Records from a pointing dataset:
#####

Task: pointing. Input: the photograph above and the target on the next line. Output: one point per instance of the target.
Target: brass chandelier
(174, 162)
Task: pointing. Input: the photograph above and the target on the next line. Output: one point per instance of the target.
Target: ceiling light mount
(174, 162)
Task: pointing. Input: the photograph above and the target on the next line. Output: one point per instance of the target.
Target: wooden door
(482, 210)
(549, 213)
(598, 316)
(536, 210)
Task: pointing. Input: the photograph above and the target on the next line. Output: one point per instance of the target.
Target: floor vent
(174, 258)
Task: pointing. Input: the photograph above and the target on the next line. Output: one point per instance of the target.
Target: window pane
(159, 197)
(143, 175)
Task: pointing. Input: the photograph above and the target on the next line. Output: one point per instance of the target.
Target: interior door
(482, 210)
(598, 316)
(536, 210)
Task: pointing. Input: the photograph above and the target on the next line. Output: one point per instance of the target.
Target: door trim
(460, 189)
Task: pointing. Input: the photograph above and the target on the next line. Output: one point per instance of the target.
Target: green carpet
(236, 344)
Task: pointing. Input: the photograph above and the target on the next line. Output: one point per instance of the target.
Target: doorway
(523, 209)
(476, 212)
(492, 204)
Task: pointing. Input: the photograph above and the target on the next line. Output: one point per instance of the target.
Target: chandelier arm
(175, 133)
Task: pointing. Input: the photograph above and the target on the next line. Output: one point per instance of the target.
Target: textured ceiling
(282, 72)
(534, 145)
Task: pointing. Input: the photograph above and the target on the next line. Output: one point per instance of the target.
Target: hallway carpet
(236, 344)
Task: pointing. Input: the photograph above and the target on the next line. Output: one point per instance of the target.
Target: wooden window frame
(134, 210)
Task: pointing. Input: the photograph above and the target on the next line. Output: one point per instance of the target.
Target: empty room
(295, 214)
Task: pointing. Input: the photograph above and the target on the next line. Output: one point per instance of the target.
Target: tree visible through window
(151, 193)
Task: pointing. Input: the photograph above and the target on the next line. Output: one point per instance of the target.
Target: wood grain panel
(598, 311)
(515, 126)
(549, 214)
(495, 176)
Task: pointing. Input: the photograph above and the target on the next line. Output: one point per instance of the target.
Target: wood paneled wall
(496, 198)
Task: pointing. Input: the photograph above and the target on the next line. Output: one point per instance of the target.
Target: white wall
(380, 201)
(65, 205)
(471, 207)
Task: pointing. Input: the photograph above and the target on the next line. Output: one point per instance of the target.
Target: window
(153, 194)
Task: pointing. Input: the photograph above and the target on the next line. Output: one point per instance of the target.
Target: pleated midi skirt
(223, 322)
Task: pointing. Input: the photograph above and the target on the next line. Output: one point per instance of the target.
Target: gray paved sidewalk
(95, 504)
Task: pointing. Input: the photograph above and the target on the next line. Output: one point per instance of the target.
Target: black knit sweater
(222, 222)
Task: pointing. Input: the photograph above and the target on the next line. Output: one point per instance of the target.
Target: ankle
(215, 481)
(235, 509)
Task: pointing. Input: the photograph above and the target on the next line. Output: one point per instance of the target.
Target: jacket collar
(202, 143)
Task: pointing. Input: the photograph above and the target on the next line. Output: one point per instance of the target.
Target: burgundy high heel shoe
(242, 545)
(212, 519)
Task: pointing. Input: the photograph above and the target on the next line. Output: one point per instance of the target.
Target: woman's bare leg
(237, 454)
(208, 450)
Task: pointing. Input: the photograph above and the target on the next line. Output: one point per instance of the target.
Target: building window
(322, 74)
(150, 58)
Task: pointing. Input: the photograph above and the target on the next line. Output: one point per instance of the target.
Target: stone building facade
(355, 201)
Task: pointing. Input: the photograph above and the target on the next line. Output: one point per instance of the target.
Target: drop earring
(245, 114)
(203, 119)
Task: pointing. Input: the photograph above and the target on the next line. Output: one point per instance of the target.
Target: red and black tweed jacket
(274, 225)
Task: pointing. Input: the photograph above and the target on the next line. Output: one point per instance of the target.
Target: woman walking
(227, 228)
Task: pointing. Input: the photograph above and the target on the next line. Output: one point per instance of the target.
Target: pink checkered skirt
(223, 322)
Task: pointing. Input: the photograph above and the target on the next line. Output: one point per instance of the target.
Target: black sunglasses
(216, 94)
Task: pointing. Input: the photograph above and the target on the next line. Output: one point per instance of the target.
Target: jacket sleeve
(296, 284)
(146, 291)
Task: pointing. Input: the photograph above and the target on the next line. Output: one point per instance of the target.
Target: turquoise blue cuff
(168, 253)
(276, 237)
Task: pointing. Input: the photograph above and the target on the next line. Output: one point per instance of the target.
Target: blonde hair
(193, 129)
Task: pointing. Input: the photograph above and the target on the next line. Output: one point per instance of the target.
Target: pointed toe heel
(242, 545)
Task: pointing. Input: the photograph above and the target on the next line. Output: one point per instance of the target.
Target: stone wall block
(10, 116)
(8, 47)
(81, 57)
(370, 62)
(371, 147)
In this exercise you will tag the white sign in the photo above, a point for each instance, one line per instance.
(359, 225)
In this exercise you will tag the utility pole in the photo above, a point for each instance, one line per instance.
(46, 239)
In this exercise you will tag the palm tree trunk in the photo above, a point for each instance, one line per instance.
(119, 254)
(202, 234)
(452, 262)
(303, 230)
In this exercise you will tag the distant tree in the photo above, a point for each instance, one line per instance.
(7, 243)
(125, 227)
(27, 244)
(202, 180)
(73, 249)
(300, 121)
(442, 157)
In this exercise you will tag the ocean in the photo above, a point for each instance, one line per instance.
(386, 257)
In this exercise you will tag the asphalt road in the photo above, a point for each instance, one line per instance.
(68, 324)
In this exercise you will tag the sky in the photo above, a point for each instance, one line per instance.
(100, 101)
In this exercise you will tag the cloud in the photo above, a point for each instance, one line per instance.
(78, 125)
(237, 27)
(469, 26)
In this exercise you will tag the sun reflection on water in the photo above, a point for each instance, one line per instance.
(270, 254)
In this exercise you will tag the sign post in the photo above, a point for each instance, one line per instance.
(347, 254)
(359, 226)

#####

WORK TO DO: Repeat all of the material above word for word, keeping every line.

EXERCISE RESULT:
Task: pointing. Input: the photograph above and the target on the next line. Output: one point per instance of the target.
Target: brass chandelier
(174, 162)
Task: pointing. Input: the photograph above and the target on the next line. Output: one point per instance of the target.
Target: ceiling light mount
(174, 162)
Task: pointing. Input: the photograph above and the target on the next line. Output: one point per instance of the target.
Target: wooden door
(482, 210)
(549, 213)
(598, 316)
(536, 210)
Task: pointing. Input: the photograph above and the target on the next line. Output: one point per instance of the target.
Target: floor vent
(174, 258)
Task: pointing. Input: the photograph above and the target on the next line. Output: one point per instance of the target.
Target: window pane
(159, 197)
(143, 175)
Task: pointing. Input: the photograph above and the target on the next line. Output: one point per instance of the target.
Target: interior door
(482, 210)
(598, 316)
(536, 210)
Task: pointing. Input: the photograph above and the target on the next line. Output: one point per instance of the target.
Target: door trim
(460, 189)
Task: pointing. Input: the photograph above and the target on the next line. Output: one point per instance of the target.
Target: green carpet
(236, 344)
Task: pointing. Input: the photograph above and the target on the next line. Output: one point per instance of the target.
Target: doorway
(523, 209)
(476, 212)
(492, 204)
Task: pointing. Input: the photograph above and the target on the next line. Output: one point per instance of the target.
Target: chandelier arm
(175, 133)
Task: pointing. Input: the photograph above and the target on the next line. Output: one point per instance of the target.
Target: textured ceiling
(282, 72)
(534, 145)
Task: pointing. Input: the photograph above and the target on the next line. Output: one point per instance of the target.
Target: hallway carpet
(236, 344)
Task: pointing. Input: the photograph above and the target on the next line. Output: one point per instance of the target.
Target: wooden window frame
(134, 210)
Task: pointing. Input: the photograph above and the target on the next line. Output: one point per instance of the target.
Target: empty room
(295, 214)
Task: pointing. Input: the photograph above and the target on the next line. Output: one point per instance of the target.
Target: tree visible through window
(151, 193)
Task: pointing. Input: the photograph above and the target on the next line. Output: one point per instance of the target.
Target: wood grain panel
(598, 311)
(515, 126)
(549, 214)
(495, 176)
Task: pointing. Input: the photograph above and the target on the next line. Output: one point per instance of the target.
Target: wood paneled wall
(496, 198)
Task: pointing. Input: the photograph above and the target on the next line. Output: one point per instance of the target.
Target: white wall
(380, 201)
(65, 205)
(471, 207)
Task: pointing. Input: the photograph above and the target on the next line. Output: one point per instance of the target.
Target: window
(153, 194)
Task: pointing. Input: the photograph above and the target on the next line. Output: one point per instance of the target.
Target: pleated midi skirt
(223, 322)
Task: pointing. Input: the photograph above and the target on the next line. Output: one point per instance of the target.
Target: gray paved sidewalk
(95, 504)
Task: pointing. Input: the photograph above and the target on the next line. Output: one point per instance of the target.
Target: black knit sweater
(222, 222)
Task: pointing. Input: the photograph above and the target on the next line. Output: one point per instance of the target.
Target: ankle
(215, 481)
(235, 509)
Task: pointing. Input: the photograph above and the target on the next line. Output: one point per instance of the target.
Target: jacket collar
(202, 143)
Task: pointing. Input: the photograph above and the target on the next line. Output: one point per instance of the target.
Target: burgundy high heel shoe
(242, 545)
(212, 519)
Task: pointing. Input: the photograph above and the target on the next line. Output: one point per instance of the target.
Target: woman's bare leg
(237, 454)
(208, 450)
Task: pointing. Input: the photograph above and the target on the next line. Output: one point per instance of the target.
Target: building window
(322, 74)
(150, 58)
Task: pointing. Input: the photograph above and the target on the next line. Output: one point per instance of the target.
Target: stone building facade
(355, 201)
Task: pointing. Input: the photograph above and the target on the next line. Output: one point per instance of the target.
Target: drop earring
(245, 114)
(203, 119)
Task: pointing. Input: the photograph above and the target on the next line. Output: one point per instance of the target.
Target: red and black tweed jacket
(274, 225)
Task: pointing. Input: the photograph above and the target on the next line. Output: one point per instance of the target.
Target: woman walking
(227, 228)
Task: pointing. Input: the photograph above and the target on the next line. Output: one point per instance of the target.
Target: pink checkered skirt
(223, 322)
Task: pointing. Input: the photograph above and the target on the next line. Output: one point per instance of the target.
Target: black sunglasses
(216, 94)
Task: pointing. Input: the photograph above and the target on the next line. Output: one point per instance of the target.
Target: jacket sleeve
(296, 284)
(146, 291)
Task: pointing. Input: the photograph above and the target on the next line. Output: one point per instance of the target.
Target: turquoise blue cuff
(168, 253)
(276, 237)
Task: pointing. Input: the photograph above and the target on the next line. Output: one point per instance of the target.
Target: blonde hair
(193, 129)
Task: pointing. Input: the photograph above and the target on the next line. Output: one point per instance of the target.
Target: pointed toe heel
(242, 545)
Task: pointing. Input: the photograph above and the target on the next line. Output: one point per instance of the target.
Target: stone wall block
(10, 116)
(8, 47)
(81, 57)
(370, 62)
(371, 147)
In this exercise you will tag the white sign in the photo above, a point for each instance, one line per instance.
(359, 225)
In this exercise you will tag the utility pole in the photo above, a point for each instance, one line per instance.
(46, 239)
In this exercise you will tag the palm tree trunk in the photo above, a point for each instance, one line per instance.
(119, 254)
(202, 234)
(452, 262)
(303, 230)
In this exercise you will tag the distant tree in the photo above, a point for each instance, one line per instance.
(7, 243)
(125, 227)
(27, 244)
(202, 180)
(73, 249)
(300, 121)
(442, 157)
In this exercise you will tag the ocean in the photo above, a point for each instance, one line per instance.
(386, 257)
In this exercise you will tag the asphalt road in the photo above, a point for each instance, one line per instance.
(68, 324)
In this exercise you will tag the sky in the photo above, a point for each instance, one line per instance.
(100, 101)
In this exercise you will tag the cloud in the photo above, a point for each instance, one line per instance.
(78, 125)
(237, 27)
(469, 26)
In this exercise you will tag the sun reflection on water in the photo above, a point for each instance, one line per instance.
(270, 254)
In this exercise you will tag the sign post in the photo above, a point for each instance, one line per instance.
(347, 254)
(359, 226)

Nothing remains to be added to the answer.